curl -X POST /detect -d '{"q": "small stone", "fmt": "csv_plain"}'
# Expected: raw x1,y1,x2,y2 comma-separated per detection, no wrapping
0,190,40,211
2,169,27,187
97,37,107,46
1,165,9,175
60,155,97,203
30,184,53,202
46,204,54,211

----

Written problem: Reproduce each item above verbatim, line for line, with no changes.

Written response:
curl -X POST /detect -d '{"q": "small stone", "fmt": "csv_plain"}'
# Expected: raw x1,y1,x2,y2 comma-separated per detection, no wrapping
0,190,40,211
2,169,27,187
97,37,107,46
1,165,9,175
60,155,97,203
30,184,53,202
46,204,54,211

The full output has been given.